Kutipan Teks >>
**********
Tidak menjadikan bulan suci ini sebagai lahan untuk memanen pahala dari
Allah dengan memperbanyak beribadah, bersedekah dan membaca Al Qur`an.
Namun bulan yang agung ini, mereka jadikan musim menyediakan dan
menyantap aneka ragam makanan dan minuman, menyibukkan kaum ibu terus
berkutat dengan dapur. Sebagian yang lain ada yang memanfaatkan bulan
mulia ini hanya dengan bergadang dan ngobrol hingga pagi, kemudian pada
siang harinya dipenuhi dengan mimpi-mimpi. Bahkan ada yang terlambat
untuk shalat berjamaah di masjid. Ataupun tatkala shalat di masjid, ia
berangan-angan agar sang imam segera salam. Sebagian yang lain ada yang
mengenal bulan suci ini sebagai musim untuk mengeruk duit
sebanyak-banyaknya. Lowongan-lowongan pekerjaan ditelusurinya sebagai
upaya memperoleh kesempatan mengeruk dunia. Sebagian yang lain sangat
giat berjual beli, stand bye di pasar dan meninggalkan masjid. Kalaupun
shalat di masjid, mereka shalat dalam keadaan terburu-buru.
**********
Data yang Diberikan >>
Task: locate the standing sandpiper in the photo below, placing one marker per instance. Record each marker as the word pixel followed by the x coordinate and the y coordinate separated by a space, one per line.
**********
Permintaan Tertulis 1 >> Menurut kutipan tentang bulan suci, amalan apa saja yang disebut sebagai cara memanen pahala dari Allah?
Permintaan Tertulis 2 >> Sambung kutipan tentang bulan suci ini, dimulai setelah kalimat terakhirnya.

Jawaban Tugas 1 >> Beribadah, bersedekah, dan membaca Al Qur`an.

Jawaban Tugas 2 >>
Barangsiapa
yang mengetahui keagungan bulan suci ini, maka dia akan benar-benar
rindu untuk bertemu dengannya. Para salaf sangat merasakan keagungan
bulan suci ini, sehingga kehadirannya selalu dinanti-nanti oleh mereka.
Bahkan jauh sebelumnya, mereka telah mempersiapkan perjumpaan itu.
Mu’alla
bin Al Fadhl berkata,”Mereka (para salaf) berdoa kepada Allah selama
enam bulan agar Allah mempertemukan mereka dengan bulan Ramadhan … .”
Pujilah
Allah dan bersyukurlah kepadaNya karena telah mempertemukan kita dengan
bulan Ramadhan dalam keadaan tentram dan damai. Renungkanlah,
bagaimanakah keadaan saudara-saudara kita di Palestina, Checnya,
Afghanistan, Iraq dan negeri-negeri yang lainnya? Bagaimanakah keadaan
mereka dalam menyambut bulan suci ini? Musibah demi musibah, derita demi
derita menimpa mereka. Dengan derita dan tangisanlah mereka menyambut
bulan suci ini.
Dengan beraneka ragam makanan kita
berbuka puasa. Lantas, dengan apakah saudara-saudara kita di Somalia
berbuka puasa? Mereka terus menghadapi bencana busung lapar.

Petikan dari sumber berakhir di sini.